━━━━━ Excerpted data

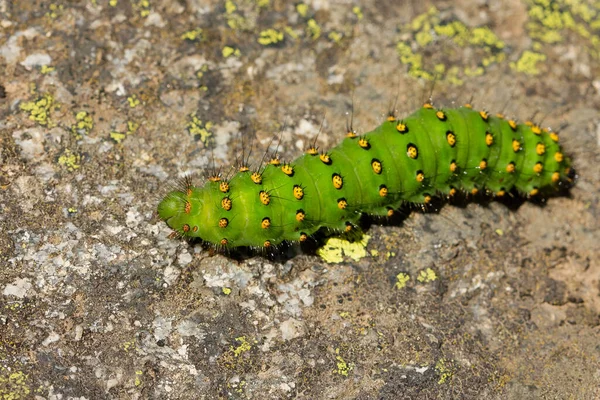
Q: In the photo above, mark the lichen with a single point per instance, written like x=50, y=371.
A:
x=230, y=51
x=118, y=137
x=46, y=69
x=335, y=249
x=335, y=37
x=401, y=280
x=445, y=369
x=192, y=35
x=70, y=160
x=14, y=385
x=302, y=9
x=528, y=62
x=313, y=29
x=83, y=125
x=200, y=130
x=244, y=346
x=343, y=367
x=426, y=276
x=426, y=28
x=270, y=36
x=133, y=101
x=40, y=110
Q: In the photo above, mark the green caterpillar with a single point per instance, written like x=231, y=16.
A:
x=432, y=152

━━━━━━━━━━

▸ **Problem**
Restate the material above word for word, omitting the pictures.

▸ **Solution for this task**
Q: In the photo above, mark the lichen with a single point per instance, written like x=50, y=371.
A:
x=230, y=51
x=118, y=137
x=46, y=69
x=335, y=249
x=335, y=37
x=401, y=280
x=445, y=369
x=192, y=35
x=70, y=160
x=14, y=385
x=302, y=9
x=528, y=62
x=313, y=29
x=83, y=125
x=200, y=130
x=244, y=346
x=343, y=367
x=426, y=276
x=426, y=28
x=270, y=36
x=133, y=101
x=40, y=110
Q: In the photo above, mark the green caterpillar with a single point per instance, written like x=231, y=16.
A:
x=432, y=152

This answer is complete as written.